[Provided data Boundary: Start]

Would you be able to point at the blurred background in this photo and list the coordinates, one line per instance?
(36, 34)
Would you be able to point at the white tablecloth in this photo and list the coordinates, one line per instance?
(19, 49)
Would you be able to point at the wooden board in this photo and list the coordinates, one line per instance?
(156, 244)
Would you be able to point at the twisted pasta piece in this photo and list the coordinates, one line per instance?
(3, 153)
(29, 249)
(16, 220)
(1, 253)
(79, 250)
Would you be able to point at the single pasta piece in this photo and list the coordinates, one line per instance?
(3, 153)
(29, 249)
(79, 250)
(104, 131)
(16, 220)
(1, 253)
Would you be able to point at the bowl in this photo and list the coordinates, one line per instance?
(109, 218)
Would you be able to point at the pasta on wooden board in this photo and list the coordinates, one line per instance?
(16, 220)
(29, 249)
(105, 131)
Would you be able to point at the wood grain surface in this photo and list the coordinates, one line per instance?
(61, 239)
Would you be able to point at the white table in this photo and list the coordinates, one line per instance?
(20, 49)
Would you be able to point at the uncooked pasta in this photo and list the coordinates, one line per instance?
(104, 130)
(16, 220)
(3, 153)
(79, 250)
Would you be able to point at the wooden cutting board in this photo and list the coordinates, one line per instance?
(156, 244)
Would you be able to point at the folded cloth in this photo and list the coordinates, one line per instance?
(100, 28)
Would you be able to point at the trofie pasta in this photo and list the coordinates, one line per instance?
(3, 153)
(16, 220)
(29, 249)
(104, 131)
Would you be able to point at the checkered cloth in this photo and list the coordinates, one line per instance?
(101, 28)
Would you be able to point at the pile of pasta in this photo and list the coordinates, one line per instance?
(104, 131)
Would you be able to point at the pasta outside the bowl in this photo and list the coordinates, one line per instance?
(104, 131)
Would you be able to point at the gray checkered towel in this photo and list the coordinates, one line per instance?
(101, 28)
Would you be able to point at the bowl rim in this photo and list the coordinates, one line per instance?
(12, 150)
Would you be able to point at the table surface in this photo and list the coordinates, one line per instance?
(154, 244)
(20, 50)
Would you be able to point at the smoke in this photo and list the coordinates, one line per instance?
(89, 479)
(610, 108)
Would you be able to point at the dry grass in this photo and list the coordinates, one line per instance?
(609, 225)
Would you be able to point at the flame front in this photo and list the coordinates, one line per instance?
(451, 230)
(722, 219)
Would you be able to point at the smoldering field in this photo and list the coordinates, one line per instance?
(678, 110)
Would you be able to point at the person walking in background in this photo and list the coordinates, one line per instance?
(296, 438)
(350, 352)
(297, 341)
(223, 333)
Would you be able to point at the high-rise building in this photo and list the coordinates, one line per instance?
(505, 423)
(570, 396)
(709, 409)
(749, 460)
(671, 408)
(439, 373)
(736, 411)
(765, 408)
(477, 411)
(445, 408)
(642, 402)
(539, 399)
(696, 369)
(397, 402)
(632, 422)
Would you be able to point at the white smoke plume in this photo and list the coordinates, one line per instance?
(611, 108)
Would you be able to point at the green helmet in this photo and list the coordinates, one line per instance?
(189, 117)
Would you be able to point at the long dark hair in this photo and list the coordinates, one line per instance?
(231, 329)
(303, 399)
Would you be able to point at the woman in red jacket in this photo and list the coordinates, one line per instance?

[Provided data Boundary: End]

→ What you should do
Reproduce all of the records precisely. No word may differ.

→ Written answer
Would you be able to point at the blurred background in this photo and list the coordinates, one line per instance?
(36, 34)
Would you be able to point at the white tablecloth in this photo and list the coordinates, one line per instance?
(19, 49)
Would you be able to point at the wooden board in this photo and list the coordinates, one line per instance?
(156, 244)
Would you be able to point at the twisted pasta piece in this photo and list the coordinates, one line per instance?
(3, 153)
(29, 249)
(16, 220)
(1, 253)
(79, 250)
Would you be able to point at the single pasta piece in this photo and list the coordinates, one line per instance?
(3, 153)
(29, 249)
(79, 250)
(104, 131)
(16, 220)
(1, 253)
Would you be able to point at the bowl in this photo and list the coordinates, one line per instance?
(109, 218)
Would you be able to point at the pasta on wooden board in this photo and list the coordinates, one line per instance?
(16, 220)
(29, 249)
(105, 131)
Would you be able to point at the wood grain surface in this photo and list the coordinates, one line per instance?
(61, 239)
Would you be able to point at the white table in this photo and list the coordinates, one line per instance?
(20, 49)
Would you be able to point at the uncooked pasta in this photo and list the coordinates, one line per instance?
(104, 130)
(16, 220)
(3, 153)
(79, 250)
Would you be able to point at the wooden cutting board in this photo and list the coordinates, one line per instance?
(156, 244)
Would you be able to point at the folded cloth in this photo and list the coordinates, one line per instance?
(100, 28)
Would you be able to point at the trofie pasta in this photo and list the coordinates, one line per instance?
(3, 153)
(16, 220)
(29, 249)
(104, 131)
Would you be able to point at the checkered cloth in this photo and list the coordinates, one line per instance?
(101, 28)
Would you be able to point at the pile of pasta in this photo and list the coordinates, one line per instance?
(104, 131)
Would you be able to point at the pasta outside the bowl in this photo and list the coordinates, one line per instance?
(104, 131)
Would you be able to point at the gray checkered towel in this photo and list the coordinates, one line per instance?
(101, 28)
Would you be able to point at the bowl rim in this photo and list the coordinates, one line per instance?
(12, 150)
Would you be able to point at the table surface in this photo and list the coordinates, one line per instance?
(154, 244)
(20, 50)
Would you be able to point at the smoke in this photo and list the coordinates, one line per instance?
(89, 479)
(610, 108)
Would you be able to point at the dry grass in this photo and list the coordinates, one line per instance?
(609, 225)
Would you be able to point at the flame front in this photo and list the coordinates, one line per instance?
(451, 230)
(722, 219)
Would you be able to point at the smoldering field in this photo and list the coordinates, one line per instance?
(678, 110)
Would you be able to point at the person walking in background in this photo and list the coordinates, one line per instance?
(296, 438)
(350, 352)
(297, 341)
(223, 333)
Would you be able to point at the high-rise building in this photo and list the coordinates, one line per instance?
(505, 423)
(570, 396)
(709, 409)
(749, 460)
(671, 408)
(439, 373)
(736, 411)
(765, 408)
(477, 411)
(445, 408)
(642, 402)
(539, 399)
(696, 369)
(397, 402)
(632, 422)
Would you be able to point at the white smoke plume in this photo and list the coordinates, one line per instance?
(611, 108)
Would you be able to point at the green helmet in this photo and list the coordinates, one line per instance?
(189, 117)
Would you be able to point at the long dark hair in this photo and list the coordinates, one line per instance?
(231, 329)
(303, 399)
Would you be able to point at the woman in red jacket in this photo and list the coordinates, one line per instance?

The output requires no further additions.